Source records:
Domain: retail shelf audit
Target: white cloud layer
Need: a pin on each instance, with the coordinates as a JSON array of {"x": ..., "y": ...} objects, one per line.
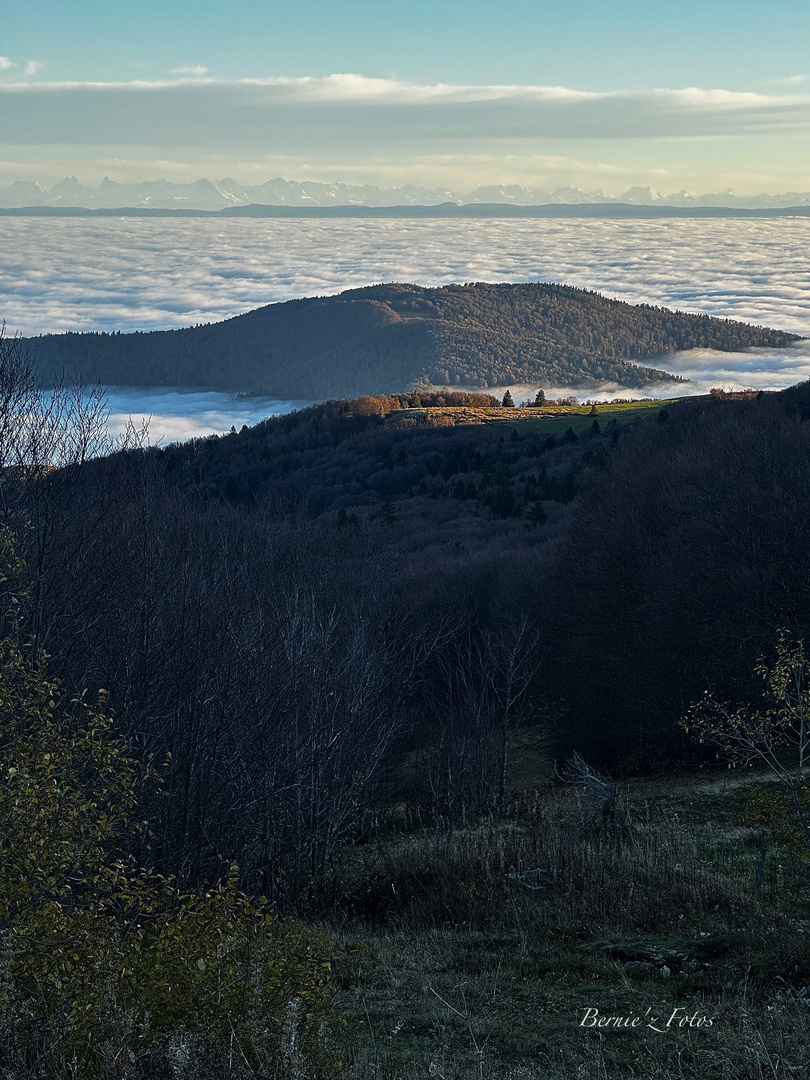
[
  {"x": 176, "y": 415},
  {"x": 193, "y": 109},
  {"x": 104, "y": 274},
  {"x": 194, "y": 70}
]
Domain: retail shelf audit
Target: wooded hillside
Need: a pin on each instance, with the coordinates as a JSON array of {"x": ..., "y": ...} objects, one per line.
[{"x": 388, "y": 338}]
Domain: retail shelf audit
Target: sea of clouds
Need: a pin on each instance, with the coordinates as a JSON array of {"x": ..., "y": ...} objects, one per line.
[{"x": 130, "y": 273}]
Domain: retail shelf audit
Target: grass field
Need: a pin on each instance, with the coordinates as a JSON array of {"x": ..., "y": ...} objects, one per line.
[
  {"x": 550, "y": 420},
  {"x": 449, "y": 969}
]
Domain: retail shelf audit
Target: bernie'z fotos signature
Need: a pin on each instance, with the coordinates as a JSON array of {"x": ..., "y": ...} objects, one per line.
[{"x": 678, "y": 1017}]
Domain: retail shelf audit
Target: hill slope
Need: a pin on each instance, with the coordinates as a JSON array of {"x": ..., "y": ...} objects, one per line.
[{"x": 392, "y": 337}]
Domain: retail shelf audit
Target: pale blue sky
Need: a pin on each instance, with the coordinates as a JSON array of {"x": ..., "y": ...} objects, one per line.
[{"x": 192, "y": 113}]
==
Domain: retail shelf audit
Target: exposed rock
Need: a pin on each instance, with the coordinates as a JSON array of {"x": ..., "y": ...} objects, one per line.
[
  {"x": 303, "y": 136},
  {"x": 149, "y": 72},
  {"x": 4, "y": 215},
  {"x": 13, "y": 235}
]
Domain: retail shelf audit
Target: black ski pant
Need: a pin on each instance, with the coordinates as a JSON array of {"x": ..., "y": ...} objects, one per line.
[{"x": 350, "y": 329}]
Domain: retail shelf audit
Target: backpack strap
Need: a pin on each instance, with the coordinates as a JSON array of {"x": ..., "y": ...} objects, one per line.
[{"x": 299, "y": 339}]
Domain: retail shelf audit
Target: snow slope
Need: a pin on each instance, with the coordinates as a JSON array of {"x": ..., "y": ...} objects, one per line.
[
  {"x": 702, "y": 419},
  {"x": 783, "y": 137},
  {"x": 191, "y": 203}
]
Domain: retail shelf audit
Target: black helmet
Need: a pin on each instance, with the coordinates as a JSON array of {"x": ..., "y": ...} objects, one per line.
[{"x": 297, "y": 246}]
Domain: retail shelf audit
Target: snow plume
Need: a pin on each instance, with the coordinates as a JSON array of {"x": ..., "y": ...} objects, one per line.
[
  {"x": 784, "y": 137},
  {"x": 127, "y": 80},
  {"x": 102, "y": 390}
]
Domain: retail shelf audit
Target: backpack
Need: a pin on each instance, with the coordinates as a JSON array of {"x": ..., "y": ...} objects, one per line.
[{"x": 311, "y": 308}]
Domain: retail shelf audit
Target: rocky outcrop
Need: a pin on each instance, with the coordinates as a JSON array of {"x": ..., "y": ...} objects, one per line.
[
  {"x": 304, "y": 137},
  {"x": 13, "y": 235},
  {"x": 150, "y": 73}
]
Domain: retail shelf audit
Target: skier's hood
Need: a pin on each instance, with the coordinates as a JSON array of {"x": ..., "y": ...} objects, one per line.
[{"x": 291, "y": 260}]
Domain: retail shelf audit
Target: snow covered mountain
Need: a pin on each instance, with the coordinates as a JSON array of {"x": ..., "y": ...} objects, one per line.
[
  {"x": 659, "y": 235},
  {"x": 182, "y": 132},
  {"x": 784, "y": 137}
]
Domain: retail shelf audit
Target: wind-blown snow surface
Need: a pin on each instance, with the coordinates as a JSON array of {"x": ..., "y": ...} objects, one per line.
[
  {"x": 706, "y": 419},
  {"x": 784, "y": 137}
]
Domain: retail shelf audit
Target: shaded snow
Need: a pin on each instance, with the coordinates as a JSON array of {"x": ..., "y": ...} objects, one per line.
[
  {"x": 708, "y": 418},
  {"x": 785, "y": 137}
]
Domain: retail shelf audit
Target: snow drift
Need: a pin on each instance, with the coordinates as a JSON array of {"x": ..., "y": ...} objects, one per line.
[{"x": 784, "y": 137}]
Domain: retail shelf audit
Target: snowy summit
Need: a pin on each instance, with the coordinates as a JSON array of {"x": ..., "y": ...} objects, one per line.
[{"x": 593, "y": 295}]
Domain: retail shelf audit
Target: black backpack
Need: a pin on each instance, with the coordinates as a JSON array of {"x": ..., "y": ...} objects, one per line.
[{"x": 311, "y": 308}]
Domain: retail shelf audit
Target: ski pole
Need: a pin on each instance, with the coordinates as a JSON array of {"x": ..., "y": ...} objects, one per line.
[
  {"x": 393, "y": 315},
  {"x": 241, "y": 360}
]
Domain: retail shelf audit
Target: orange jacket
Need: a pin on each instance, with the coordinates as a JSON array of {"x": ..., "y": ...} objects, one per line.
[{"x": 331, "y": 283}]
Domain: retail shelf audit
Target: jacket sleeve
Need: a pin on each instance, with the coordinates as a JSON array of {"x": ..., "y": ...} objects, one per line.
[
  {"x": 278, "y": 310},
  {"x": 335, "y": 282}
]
---
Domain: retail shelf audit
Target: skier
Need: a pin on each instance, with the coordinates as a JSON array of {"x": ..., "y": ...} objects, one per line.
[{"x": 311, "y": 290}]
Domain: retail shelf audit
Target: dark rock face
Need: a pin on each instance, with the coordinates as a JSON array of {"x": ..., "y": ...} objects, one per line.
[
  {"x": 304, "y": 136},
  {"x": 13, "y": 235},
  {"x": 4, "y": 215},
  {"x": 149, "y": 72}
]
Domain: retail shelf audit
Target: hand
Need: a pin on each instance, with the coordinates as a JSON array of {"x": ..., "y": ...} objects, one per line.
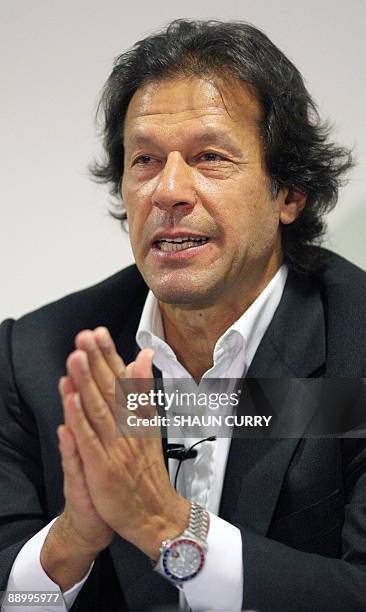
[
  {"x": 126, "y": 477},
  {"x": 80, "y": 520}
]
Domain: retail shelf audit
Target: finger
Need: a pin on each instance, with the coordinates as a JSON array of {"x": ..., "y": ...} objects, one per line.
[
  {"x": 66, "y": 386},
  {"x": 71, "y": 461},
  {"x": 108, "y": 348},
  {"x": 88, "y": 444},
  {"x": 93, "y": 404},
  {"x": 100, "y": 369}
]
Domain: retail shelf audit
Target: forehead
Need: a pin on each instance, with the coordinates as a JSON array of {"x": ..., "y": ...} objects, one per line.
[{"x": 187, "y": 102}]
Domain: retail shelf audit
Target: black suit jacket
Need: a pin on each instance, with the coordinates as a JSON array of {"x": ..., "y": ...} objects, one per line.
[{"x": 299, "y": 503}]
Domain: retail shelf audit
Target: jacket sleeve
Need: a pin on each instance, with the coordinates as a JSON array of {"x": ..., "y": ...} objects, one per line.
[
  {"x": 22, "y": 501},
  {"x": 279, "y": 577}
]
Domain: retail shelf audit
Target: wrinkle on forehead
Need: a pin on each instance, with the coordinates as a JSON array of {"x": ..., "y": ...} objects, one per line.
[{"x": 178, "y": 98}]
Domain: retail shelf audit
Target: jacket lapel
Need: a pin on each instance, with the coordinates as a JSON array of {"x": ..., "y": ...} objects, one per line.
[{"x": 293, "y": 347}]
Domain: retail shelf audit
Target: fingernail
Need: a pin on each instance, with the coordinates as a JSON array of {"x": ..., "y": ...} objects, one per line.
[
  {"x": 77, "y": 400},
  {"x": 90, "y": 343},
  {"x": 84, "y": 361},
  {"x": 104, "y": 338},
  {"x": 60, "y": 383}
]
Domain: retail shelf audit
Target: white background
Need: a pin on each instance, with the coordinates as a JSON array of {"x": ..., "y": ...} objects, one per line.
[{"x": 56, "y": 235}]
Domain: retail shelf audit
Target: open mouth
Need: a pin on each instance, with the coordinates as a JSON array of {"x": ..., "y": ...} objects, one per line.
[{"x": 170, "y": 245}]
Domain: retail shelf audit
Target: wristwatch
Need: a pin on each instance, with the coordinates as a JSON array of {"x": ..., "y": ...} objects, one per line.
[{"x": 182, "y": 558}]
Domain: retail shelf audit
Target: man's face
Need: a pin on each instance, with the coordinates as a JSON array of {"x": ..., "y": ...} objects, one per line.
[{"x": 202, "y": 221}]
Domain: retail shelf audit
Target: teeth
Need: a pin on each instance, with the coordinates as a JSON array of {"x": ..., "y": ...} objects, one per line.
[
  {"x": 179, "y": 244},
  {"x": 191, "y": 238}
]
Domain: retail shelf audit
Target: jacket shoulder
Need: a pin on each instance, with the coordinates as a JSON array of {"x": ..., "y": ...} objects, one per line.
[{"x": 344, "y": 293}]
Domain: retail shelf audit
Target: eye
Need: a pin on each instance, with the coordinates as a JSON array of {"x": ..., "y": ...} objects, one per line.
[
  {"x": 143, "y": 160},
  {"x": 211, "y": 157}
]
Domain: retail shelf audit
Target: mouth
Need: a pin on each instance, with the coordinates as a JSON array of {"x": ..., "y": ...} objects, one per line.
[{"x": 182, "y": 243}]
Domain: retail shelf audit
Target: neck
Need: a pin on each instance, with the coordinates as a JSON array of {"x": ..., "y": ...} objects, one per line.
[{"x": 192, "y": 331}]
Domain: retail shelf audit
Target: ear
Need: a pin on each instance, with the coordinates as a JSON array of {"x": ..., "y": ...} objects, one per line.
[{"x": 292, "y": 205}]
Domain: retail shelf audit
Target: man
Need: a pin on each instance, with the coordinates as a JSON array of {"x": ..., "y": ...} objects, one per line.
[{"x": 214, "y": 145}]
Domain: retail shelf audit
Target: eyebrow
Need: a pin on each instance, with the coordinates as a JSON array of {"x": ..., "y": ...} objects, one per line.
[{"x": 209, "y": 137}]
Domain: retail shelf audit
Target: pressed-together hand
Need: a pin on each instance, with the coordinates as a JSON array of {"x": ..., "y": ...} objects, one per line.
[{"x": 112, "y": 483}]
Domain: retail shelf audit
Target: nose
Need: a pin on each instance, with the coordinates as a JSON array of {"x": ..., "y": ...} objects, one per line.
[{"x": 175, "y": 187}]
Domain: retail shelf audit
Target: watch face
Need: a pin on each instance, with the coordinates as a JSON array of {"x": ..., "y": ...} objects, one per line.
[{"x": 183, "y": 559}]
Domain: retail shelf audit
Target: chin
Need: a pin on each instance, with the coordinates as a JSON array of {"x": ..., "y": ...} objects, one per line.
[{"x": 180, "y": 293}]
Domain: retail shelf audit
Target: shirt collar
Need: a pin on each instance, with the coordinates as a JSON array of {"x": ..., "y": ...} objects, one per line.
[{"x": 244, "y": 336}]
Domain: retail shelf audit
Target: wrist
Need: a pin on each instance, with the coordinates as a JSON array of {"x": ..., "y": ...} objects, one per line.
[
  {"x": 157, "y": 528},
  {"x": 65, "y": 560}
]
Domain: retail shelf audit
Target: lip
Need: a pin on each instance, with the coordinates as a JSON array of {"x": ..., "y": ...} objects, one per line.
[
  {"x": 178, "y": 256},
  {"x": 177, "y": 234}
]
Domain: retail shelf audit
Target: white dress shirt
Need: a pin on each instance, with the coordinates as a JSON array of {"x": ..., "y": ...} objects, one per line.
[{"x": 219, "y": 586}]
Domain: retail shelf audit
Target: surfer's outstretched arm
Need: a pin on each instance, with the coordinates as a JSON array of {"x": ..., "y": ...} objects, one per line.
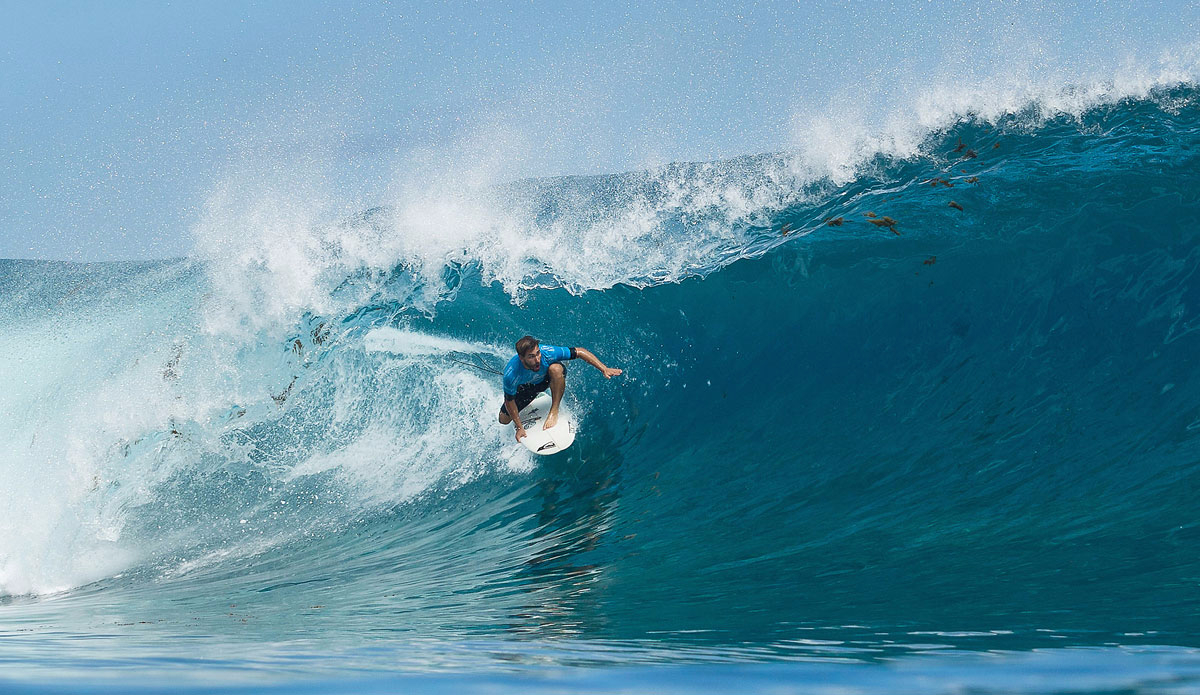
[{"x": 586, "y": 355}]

* Set exercise:
Pull out every line of the data above that contains the word "black".

* Task result:
Target: black ski pant
Target: black helmet
Target: black backpack
Target: black suit jacket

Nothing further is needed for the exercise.